▸ **GIVEN PASSAGE**:

┌──

International Citizen Science Day in The Company’s Garden

Photo Credit: Les Underhill

International Citizen Science Day in The Company’s Garden – by Les Underhill

All but one of the thousands of people in The Company’s Garden, in the heart of Cape Town, were there to enjoy the autumn sun, and hoping for rain. I was there to celebrate International Citizen Science Day, Saturday, 14 April 2018. The sun made it easy to take photos for the Virtual Museum (http://vmus.adu.org.za).

Photo Credit: Les Underhill

The dragonflies and damselflies, taken together, are called the Odonata. The damselflies mostly fold their wings over their backs, but they are mainly associated with really clean freshwater. So it was a bit of a surprise to find a damselfly sitting on the stalks emerging from the ornamental pond in the top photo.

Photo Credit: Les Underhill

The pair of Egyptian Geese in this pond had one gosling. Probably this was the only one left of a brood; the average starting off size of a brood is eight. This brood shrinkage is not a conservation issue in The Company’s Gardens. There is no shortage of Egyptian Geese.

└──

▸ **ASSIGNED TASK A**: Extract the passage of the Citizen Science Day post from "The dragonflies and" to "the top photo.", word for word.
▸ **ASSIGNED TASK B**: According to the Citizen Science Day post, what is the average starting size of a brood?

[Dataset records]

┌──

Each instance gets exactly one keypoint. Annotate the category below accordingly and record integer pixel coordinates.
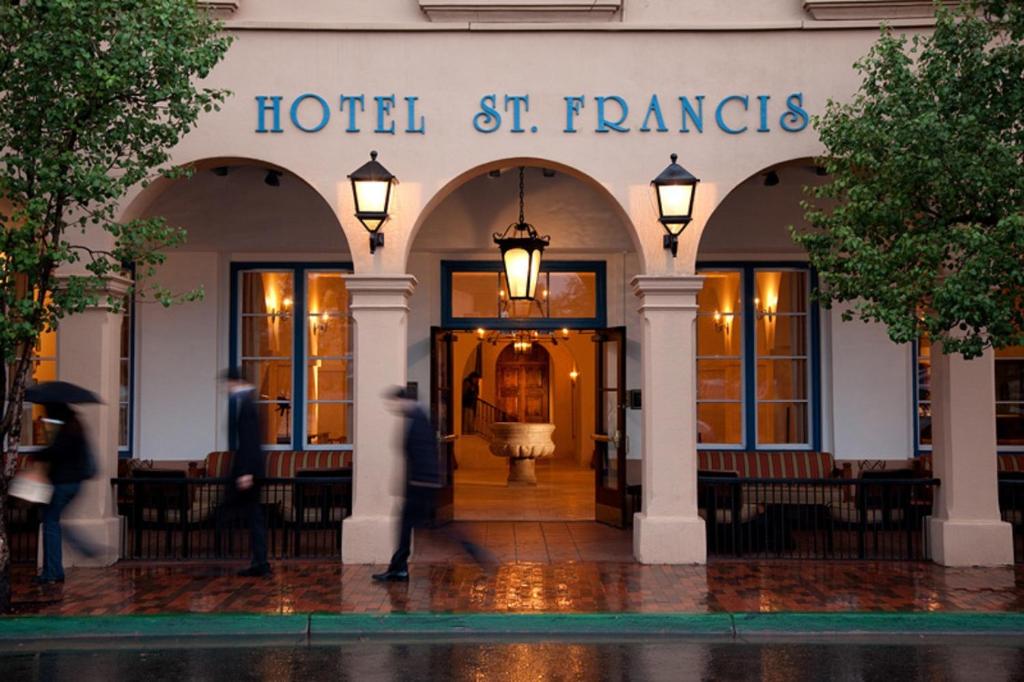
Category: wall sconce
(284, 312)
(675, 188)
(320, 323)
(766, 312)
(372, 189)
(723, 322)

└──

▸ **ANSWER AREA A**:
The dragonflies and damselflies, taken together, are called the Odonata. The damselflies mostly fold their wings over their backs, but they are mainly associated with really clean freshwater. So it was a bit of a surprise to find a damselfly sitting on the stalks emerging from the ornamental pond in the top photo.

▸ **ANSWER AREA B**: Eight.